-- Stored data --
--------------------------------------------------

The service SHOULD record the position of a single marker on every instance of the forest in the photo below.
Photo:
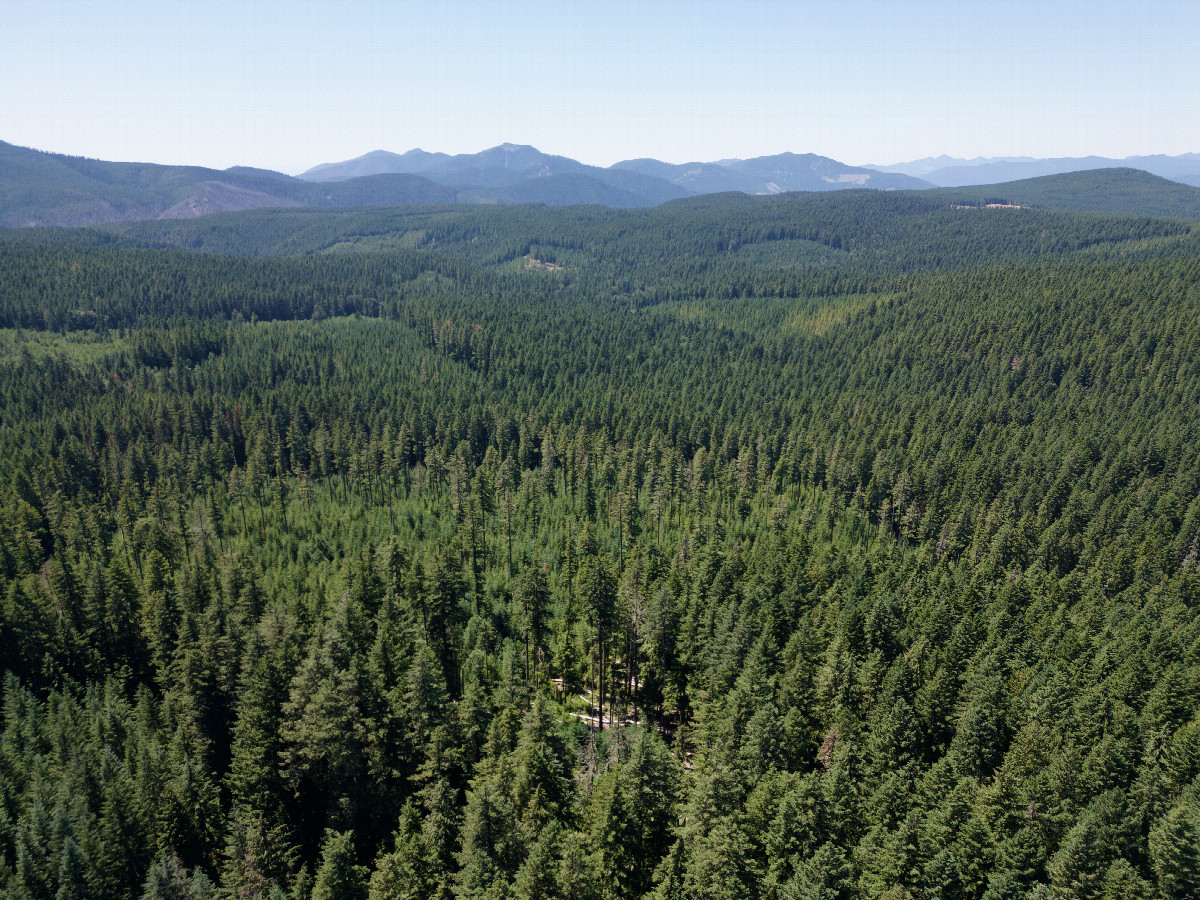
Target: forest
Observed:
(814, 547)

--------------------------------------------------

-- THE TASK --
This task calls for the records to be copied exactly, without pictures.

-- PROBLEM SOLUTION --
The service SHOULD record the position of a single marker on every instance of the forest in the photo below.
Photo:
Target: forest
Observed:
(814, 547)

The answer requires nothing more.